• [Requirement]:
Which lines below mention "yellow"? Pick each one out.

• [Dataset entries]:

++++

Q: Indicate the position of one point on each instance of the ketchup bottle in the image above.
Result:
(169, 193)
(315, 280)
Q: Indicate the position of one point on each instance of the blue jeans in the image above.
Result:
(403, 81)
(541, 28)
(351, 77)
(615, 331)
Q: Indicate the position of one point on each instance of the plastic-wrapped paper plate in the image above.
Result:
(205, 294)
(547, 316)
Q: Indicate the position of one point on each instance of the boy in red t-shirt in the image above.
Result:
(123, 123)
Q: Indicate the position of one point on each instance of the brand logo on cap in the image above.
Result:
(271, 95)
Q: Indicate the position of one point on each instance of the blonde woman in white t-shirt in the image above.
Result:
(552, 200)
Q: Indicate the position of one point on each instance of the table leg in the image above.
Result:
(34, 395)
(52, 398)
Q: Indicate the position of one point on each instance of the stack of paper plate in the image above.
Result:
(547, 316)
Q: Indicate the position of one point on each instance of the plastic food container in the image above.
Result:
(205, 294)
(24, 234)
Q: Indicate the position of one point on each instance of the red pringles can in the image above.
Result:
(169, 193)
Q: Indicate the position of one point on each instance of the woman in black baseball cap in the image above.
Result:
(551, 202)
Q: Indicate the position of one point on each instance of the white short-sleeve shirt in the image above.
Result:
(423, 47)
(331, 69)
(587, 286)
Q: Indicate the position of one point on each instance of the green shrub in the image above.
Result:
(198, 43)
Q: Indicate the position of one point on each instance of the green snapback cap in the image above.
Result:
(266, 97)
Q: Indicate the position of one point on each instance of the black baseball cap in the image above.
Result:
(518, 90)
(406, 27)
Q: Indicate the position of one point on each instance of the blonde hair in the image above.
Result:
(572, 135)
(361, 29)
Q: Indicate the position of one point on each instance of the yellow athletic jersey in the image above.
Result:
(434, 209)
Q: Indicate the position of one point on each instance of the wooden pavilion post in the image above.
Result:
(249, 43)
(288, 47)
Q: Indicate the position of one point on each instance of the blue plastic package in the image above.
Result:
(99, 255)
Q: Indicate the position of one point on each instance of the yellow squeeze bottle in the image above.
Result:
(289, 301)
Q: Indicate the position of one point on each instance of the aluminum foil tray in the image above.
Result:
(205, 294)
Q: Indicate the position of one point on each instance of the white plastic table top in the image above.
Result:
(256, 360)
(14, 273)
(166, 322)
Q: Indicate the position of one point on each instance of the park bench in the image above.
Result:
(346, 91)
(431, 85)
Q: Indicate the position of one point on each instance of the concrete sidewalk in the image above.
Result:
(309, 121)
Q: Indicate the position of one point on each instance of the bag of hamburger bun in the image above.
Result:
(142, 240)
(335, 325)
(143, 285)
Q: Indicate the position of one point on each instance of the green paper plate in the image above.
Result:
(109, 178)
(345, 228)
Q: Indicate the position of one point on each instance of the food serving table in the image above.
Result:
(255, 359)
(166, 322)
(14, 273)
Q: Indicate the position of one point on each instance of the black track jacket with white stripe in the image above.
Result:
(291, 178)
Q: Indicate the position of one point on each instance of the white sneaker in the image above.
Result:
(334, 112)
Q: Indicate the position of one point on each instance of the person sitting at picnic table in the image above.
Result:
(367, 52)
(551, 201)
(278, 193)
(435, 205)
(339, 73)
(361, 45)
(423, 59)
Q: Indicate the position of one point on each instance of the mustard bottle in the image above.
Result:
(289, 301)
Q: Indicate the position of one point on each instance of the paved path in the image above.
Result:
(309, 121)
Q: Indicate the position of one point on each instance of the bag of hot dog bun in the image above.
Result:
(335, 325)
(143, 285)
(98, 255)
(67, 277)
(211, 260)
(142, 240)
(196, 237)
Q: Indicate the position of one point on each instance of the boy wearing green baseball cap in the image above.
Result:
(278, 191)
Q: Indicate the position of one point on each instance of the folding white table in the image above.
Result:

++++

• [Solution to the exercise]:
Q: Indicate the position of one point on each instance of the yellow athletic jersey in the image above.
Q: Indicate the position of one point on each instance of the yellow squeeze bottle in the image above.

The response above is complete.